Mário,
de Hermano Penna


Mário, Brasil, 1999

Mar + rio = Mário, nos dizem os créditos de apresentação. Infelizmente, não se trata de um ideograma para desvendar o personagem, como Riobaldo e Diadorim, em Guimarães Rosa, ou a Flora do Esaú e Jacó de Machado de Assis. Pois se o filme é bem uma viagem da civilização até a natureza, do sul até o norte, do inferno da hipocrisia até o inferno da lei do cão, não há nem mar nem rio, literal ou metaforicamente.

Mário nos introduz na vida de uma cidade grande: um médico, de boa pinta e de bom coração, se demite do hospital em que trabalha porque foi recriminado por usar instrumentos importados para salvar a vida de um paciente. Logo após, briga com a esposa, que é materialista e só pensa no dinheiro (o filme não revela por que, afinal de contas, o tal Mário casou com ela). Mais tarde na noite, vai a um restaurante e presencia uma briga de casal em que os espectadores mais se deliciam do que sentem nojo – incluindo o amigo com quem estava na mesa. É a própria imagem do inferno urbano que se cria.

[Informações extraídas]

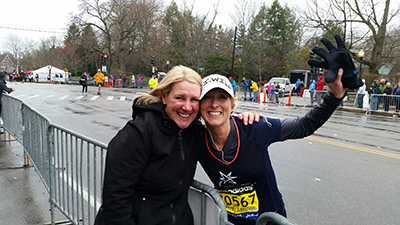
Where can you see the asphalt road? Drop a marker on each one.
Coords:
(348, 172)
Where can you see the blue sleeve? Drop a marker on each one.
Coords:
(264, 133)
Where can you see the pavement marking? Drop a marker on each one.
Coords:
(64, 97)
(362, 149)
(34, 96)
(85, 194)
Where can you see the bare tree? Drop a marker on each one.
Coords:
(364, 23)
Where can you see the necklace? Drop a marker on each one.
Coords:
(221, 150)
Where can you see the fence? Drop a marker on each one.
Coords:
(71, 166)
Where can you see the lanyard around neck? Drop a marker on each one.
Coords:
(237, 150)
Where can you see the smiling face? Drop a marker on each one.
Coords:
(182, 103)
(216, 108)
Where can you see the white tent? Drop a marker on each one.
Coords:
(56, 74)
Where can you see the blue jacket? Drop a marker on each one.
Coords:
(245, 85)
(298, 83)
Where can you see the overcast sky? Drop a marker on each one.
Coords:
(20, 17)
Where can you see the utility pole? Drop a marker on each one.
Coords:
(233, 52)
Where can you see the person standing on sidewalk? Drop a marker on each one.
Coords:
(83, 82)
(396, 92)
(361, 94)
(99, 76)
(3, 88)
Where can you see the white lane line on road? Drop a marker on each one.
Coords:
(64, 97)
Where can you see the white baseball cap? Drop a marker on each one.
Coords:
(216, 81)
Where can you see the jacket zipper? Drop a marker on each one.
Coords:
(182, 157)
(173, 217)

[Tarefa A] Segundo a crítica do filme Mário, por que o médico se demite do hospital em que trabalha?
[Tarefa B] Transcreva da crítica do filme Mário o trecho entre "Mar + rio = Mário, nos" e "literal ou metaforicamente.", inclusive.

[Resposta A] Porque foi recriminado por usar instrumentos importados para salvar a vida de um paciente.

[Resposta B]
Mar + rio = Mário, nos dizem os créditos de apresentação. Infelizmente, não se trata de um ideograma para desvendar o personagem, como Riobaldo e Diadorim, em Guimarães Rosa, ou a Flora do Esaú e Jacó de Machado de Assis. Pois se o filme é bem uma viagem da civilização até a natureza, do sul até o norte, do inferno da hipocrisia até o inferno da lei do cão, não há nem mar nem rio, literal ou metaforicamente.